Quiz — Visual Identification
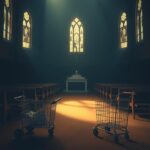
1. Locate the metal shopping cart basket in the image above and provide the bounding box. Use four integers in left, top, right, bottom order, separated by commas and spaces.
15, 96, 61, 138
93, 92, 130, 143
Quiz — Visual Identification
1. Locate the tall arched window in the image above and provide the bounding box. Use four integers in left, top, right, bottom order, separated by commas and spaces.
70, 18, 84, 53
120, 12, 128, 48
22, 11, 32, 48
3, 0, 12, 40
136, 0, 144, 42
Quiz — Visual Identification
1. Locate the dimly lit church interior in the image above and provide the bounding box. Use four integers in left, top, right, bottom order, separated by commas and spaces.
0, 0, 150, 150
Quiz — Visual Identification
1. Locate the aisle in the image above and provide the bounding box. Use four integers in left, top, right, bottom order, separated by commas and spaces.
0, 95, 150, 150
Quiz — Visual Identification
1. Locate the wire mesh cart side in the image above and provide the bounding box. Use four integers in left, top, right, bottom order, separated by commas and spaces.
15, 98, 61, 138
93, 93, 130, 143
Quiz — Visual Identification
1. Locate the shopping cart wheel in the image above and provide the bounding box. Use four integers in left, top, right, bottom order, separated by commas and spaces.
14, 128, 24, 140
93, 127, 98, 137
124, 131, 130, 140
113, 134, 119, 143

**********

◆ **BRIEF**: Please identify each line in the items above that contains the word "shopping" and copy those lines out in full. Case counts, so match capitalization.

◆ **RESPONSE TO THIS EXERCISE**:
1. Locate the metal shopping cart basket in the image above and provide the bounding box. Use four integers in left, top, right, bottom order, separated by commas and spaces.
1. Locate the shopping cart wheel in the image above and provide the bounding box. Use four integers in left, top, right, bottom order, separated by commas and spaces.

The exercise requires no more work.